§ **Data in this exercise**
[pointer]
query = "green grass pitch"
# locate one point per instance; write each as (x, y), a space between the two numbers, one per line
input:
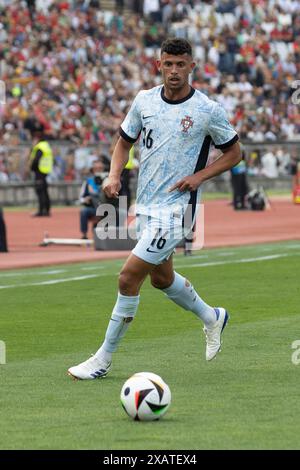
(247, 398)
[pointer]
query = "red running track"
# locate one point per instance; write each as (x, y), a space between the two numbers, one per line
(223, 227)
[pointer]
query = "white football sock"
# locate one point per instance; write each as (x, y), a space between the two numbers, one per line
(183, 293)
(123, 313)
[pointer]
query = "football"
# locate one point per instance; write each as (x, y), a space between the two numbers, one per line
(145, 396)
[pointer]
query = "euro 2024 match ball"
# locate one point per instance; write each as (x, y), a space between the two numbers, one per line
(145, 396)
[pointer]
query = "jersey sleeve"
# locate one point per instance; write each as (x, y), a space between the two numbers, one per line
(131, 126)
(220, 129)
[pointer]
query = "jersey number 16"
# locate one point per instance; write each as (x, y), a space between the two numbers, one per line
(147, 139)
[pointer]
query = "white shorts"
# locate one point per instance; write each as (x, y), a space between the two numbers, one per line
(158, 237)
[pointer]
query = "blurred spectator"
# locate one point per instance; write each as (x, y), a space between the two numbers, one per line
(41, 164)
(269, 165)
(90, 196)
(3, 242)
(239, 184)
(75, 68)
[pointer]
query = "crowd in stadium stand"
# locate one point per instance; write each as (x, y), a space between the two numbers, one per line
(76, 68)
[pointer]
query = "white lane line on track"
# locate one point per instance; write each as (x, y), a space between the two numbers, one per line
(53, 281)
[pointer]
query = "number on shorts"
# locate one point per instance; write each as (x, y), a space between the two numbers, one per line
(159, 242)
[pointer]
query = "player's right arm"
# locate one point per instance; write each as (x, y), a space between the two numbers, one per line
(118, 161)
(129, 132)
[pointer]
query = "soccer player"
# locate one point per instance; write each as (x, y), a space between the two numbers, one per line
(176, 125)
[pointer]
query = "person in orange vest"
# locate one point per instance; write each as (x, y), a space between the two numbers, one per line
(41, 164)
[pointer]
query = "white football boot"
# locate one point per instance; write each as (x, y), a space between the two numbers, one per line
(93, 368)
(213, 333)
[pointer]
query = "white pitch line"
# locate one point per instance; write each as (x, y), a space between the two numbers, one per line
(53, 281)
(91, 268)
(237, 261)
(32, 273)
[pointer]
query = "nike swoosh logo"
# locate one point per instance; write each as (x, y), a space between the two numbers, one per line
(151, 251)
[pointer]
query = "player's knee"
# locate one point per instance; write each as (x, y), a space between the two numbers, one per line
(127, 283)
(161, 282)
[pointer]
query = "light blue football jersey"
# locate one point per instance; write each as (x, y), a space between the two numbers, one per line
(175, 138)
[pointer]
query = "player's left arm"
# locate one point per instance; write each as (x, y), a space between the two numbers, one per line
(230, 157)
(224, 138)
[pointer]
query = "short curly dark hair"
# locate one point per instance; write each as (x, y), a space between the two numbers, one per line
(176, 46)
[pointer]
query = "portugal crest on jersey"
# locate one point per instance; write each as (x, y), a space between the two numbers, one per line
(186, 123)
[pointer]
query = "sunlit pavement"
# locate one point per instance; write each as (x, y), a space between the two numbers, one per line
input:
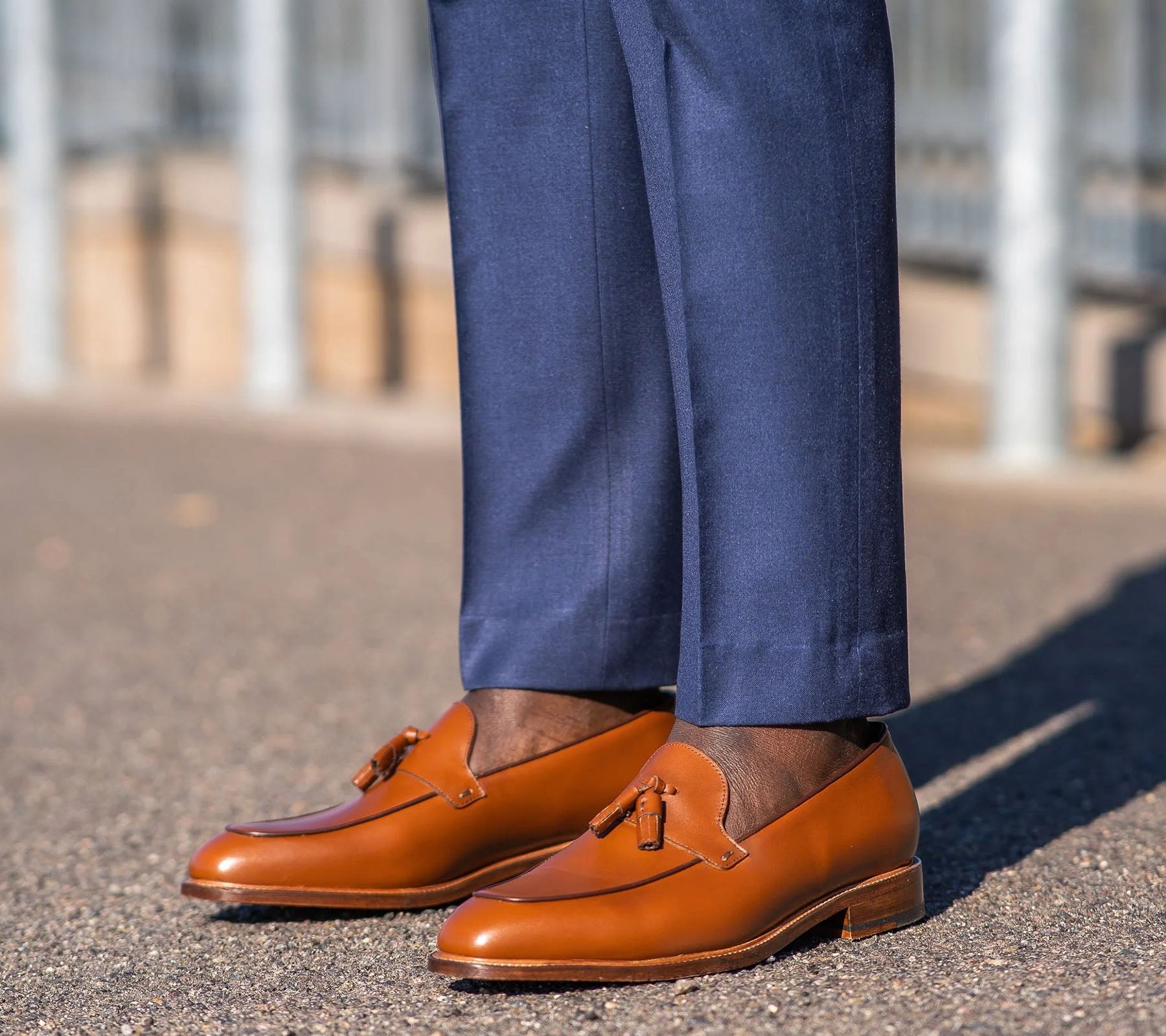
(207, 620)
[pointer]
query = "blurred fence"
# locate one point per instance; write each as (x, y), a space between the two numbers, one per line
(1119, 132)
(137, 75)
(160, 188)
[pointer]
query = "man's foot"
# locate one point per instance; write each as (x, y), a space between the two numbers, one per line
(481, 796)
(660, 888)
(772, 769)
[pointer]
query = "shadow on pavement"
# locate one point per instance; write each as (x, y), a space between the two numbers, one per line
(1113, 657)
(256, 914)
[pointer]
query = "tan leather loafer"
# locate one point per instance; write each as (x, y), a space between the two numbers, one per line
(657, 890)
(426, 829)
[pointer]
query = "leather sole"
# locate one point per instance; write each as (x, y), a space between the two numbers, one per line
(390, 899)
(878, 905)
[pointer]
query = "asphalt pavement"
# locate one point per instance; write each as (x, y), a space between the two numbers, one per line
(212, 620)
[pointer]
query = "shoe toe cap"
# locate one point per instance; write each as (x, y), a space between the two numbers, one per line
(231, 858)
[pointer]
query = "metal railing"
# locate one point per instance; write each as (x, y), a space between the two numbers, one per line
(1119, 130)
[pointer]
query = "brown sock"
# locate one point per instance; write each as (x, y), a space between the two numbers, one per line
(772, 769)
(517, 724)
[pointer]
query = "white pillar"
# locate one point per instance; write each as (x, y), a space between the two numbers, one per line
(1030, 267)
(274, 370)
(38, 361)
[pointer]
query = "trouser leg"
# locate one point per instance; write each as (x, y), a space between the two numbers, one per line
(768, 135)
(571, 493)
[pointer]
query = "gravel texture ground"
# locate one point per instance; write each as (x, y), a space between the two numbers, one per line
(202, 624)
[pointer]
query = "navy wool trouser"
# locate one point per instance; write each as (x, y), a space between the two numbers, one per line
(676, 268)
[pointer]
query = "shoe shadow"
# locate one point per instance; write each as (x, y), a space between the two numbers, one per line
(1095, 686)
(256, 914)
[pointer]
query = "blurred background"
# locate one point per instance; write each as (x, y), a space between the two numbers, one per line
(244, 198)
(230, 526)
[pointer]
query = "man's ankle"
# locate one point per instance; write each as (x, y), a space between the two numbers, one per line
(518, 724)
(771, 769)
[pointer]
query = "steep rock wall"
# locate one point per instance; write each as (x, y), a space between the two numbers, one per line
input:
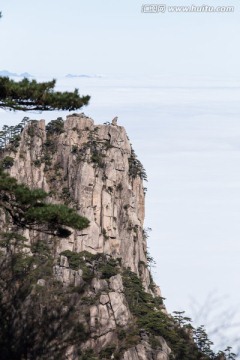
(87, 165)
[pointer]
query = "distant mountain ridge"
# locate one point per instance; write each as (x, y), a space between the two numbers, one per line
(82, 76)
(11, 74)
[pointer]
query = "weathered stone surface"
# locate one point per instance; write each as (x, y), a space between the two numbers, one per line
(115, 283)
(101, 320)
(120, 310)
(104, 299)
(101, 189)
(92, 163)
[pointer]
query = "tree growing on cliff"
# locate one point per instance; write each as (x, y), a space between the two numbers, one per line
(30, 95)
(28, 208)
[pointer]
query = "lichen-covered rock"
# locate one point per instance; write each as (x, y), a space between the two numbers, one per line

§ **Work to do**
Omit the pictures and restate the rest of the records verbatim.

§ **Response to this task**
[pointer]
query = "green grass pitch"
# locate one point per instance; write each as (x, y), a space between the two numbers, one per line
input:
(247, 398)
[pointer]
query = "red running track"
# locate one point per instance; write each as (x, y), a space between the two numbers, one per line
(223, 227)
[pointer]
query = "white football sock"
# locate one point per instance; write each as (x, y), a space between the two numbers, one per line
(183, 293)
(123, 313)
[pointer]
query = "football"
# locate one point per instance; write each as (x, y), a space between the two numbers, one per line
(145, 396)
[pointer]
query = "euro 2024 match ball"
# locate one point per instance; write each as (x, y), a space between the two numbers, one per line
(145, 396)
[pointer]
query = "jersey sleeve"
# locate one point per instance; write each as (x, y), a space between the two numbers, one per line
(131, 126)
(220, 129)
[pointer]
query = "jersey number 16"
# locate one point per instance; write each as (x, y), a space between the two numbers, one per line
(147, 139)
[pointer]
query = "white shorts"
# locate one point per instance; write each as (x, y), a space between the two numbers, one per line
(158, 237)
[pointer]
query = "blurred spectator"
# locate one point per instance; write each as (x, y), a space between the two numbers, one per line
(41, 164)
(269, 165)
(90, 196)
(3, 242)
(239, 184)
(75, 68)
[pointer]
query = "crowd in stadium stand"
# locate one point per instance; write each as (x, y), a space between the two numbers, one per line
(76, 68)
[pointer]
query = "white lane line on track"
# locate one point per instance; write each as (x, y), a space between the two numbers, one per line
(53, 281)
[pointer]
query = "number on shorts"
# locate one point per instance; write each as (x, y), a space between the two numbers, one per line
(159, 242)
[pointer]
query = "player's right arm"
# locate one point per instance; write each as (x, y), a space between the two numbers, one per line
(118, 161)
(129, 132)
[pointer]
query = "soccer player"
# locate one point per instance; write each as (x, y), a space between the two numbers, one per line
(176, 125)
[pointer]
query = "person in orange vest"
# locate one point per instance; write each as (x, y), a space between the two numbers, one per line
(41, 164)
[pointer]
query = "white football boot"
# locate one point per instance; write each as (x, y), a space between the two numbers, one per line
(93, 368)
(213, 333)
[pointer]
query = "white pitch line"
# locate one point per instance; write each as (x, y), a space between the two numbers, one per line
(53, 281)
(91, 268)
(237, 261)
(32, 273)
[pointer]
query = "nike swoosh logo"
# locate one point per instance; write each as (x, y), a space between the two numbers, one per line
(151, 251)
[pointer]
query = "player's knee"
# locate one point per instance; write each as (x, y), a space between the two numbers, one per line
(127, 283)
(161, 282)
[pointer]
query = "light blue football jersey"
# locate one point per instance; write each as (x, y), a space between the two numbers, one per line
(175, 138)
[pointer]
query = "player's left arm"
# locate one point per instance; write each as (x, y), a space between the two numbers, one per line
(230, 157)
(224, 138)
[pointer]
query = "short curly dark hair"
# locate one point per instance; write each as (x, y), a space between the two numbers, one per line
(176, 46)
[pointer]
query = "portugal crest on jersey"
# locate one point per instance; write each as (x, y), a space between the two numbers, one per line
(186, 123)
[pointer]
query = "sunlit pavement"
# locate one point per instance; write each as (x, y), a space between the two numbers, one per line
input:
(207, 620)
[pointer]
query = "blurred fence"
# locate one point per instance; write each as (x, y), a space between the two numbers, one per line
(1119, 132)
(137, 75)
(160, 188)
[pointer]
query = "man's foot"
# locate one point per instance; write each as (x, y), a space between the two numbers, one per line
(481, 796)
(660, 888)
(772, 769)
[pointer]
query = "shadow on pavement"
# locate one point per instance; write each as (x, y), a space between the two numbers, one per line
(1113, 657)
(256, 914)
[pointer]
query = "tan leather loafer"
# locate one point per instance; write each as (x, y), a space between the two numbers, one per line
(657, 890)
(426, 829)
[pointer]
query = "leather sole"
# locate one point per instance; write each as (x, y), a space between the two numbers, one per line
(390, 899)
(878, 905)
[pointer]
query = "asphalt pavement"
# locate one point per instance; write each as (x, y), a space between the two numbers, one per line
(212, 620)
[pointer]
query = "shoe toe cap"
# locate one point per instance; write each as (x, y), a space between the two numbers, one per line
(231, 858)
[pointer]
query = "metal railing"
# locate one point per instance; write each as (x, y), a space between the two numbers, one per line
(1119, 130)
[pointer]
query = "brown sock"
# locate one point per instance; write each as (x, y), a space between the two numbers, one per line
(772, 769)
(517, 724)
[pointer]
query = "white pillar"
# locate one point per instance; write each as (x, y), a space between the two numbers, one per line
(1030, 267)
(274, 370)
(38, 361)
[pointer]
query = "trouser leg"
# locate one point per instance; write each as (x, y), a space between the two numbers, one per line
(768, 135)
(571, 493)
[pointer]
query = "gravel texture ground"
# locate one point per instance; write each as (x, y), a space between the two numbers, one per line
(202, 624)
[pointer]
query = "navy wool trouser"
# locate one point per instance; write each as (x, y), a space between the two numbers, one per line
(676, 268)
[pointer]
query = "shoe shadow"
# locate one point per instance; write each as (x, y), a space between the two numbers, one per line
(1095, 686)
(256, 914)
[pointer]
query = "blurred background"
# locate one point per instance; write each as (x, y), a space between the two numbers, one per line
(244, 198)
(230, 526)
[pointer]
query = "man's ankle"
# locate one point per instance; write each as (x, y), a space between the two numbers, one per line
(518, 724)
(771, 769)
[pointer]
query = "steep rock wall"
# locate one point per instance; write each as (x, y), a space between the two numbers, one per line
input:
(87, 165)
[pointer]
query = "distant mountain ridge"
# locate one point per instance; write each as (x, y), a space between the two numbers, one per line
(82, 76)
(11, 74)
[pointer]
query = "weathered stone surface"
# locate one point per instance; write each as (x, y), a space between the two numbers, one per line
(115, 283)
(101, 320)
(120, 310)
(104, 299)
(101, 189)
(92, 163)
[pointer]
query = "tree growing on cliff"
# locate one point per instance; write each as (x, y), a space between the two numbers, one per line
(30, 95)
(28, 208)
[pointer]
query = "lichen-covered rock"
# locate one point per instance; write each as (x, y), a space between the two numbers, one per line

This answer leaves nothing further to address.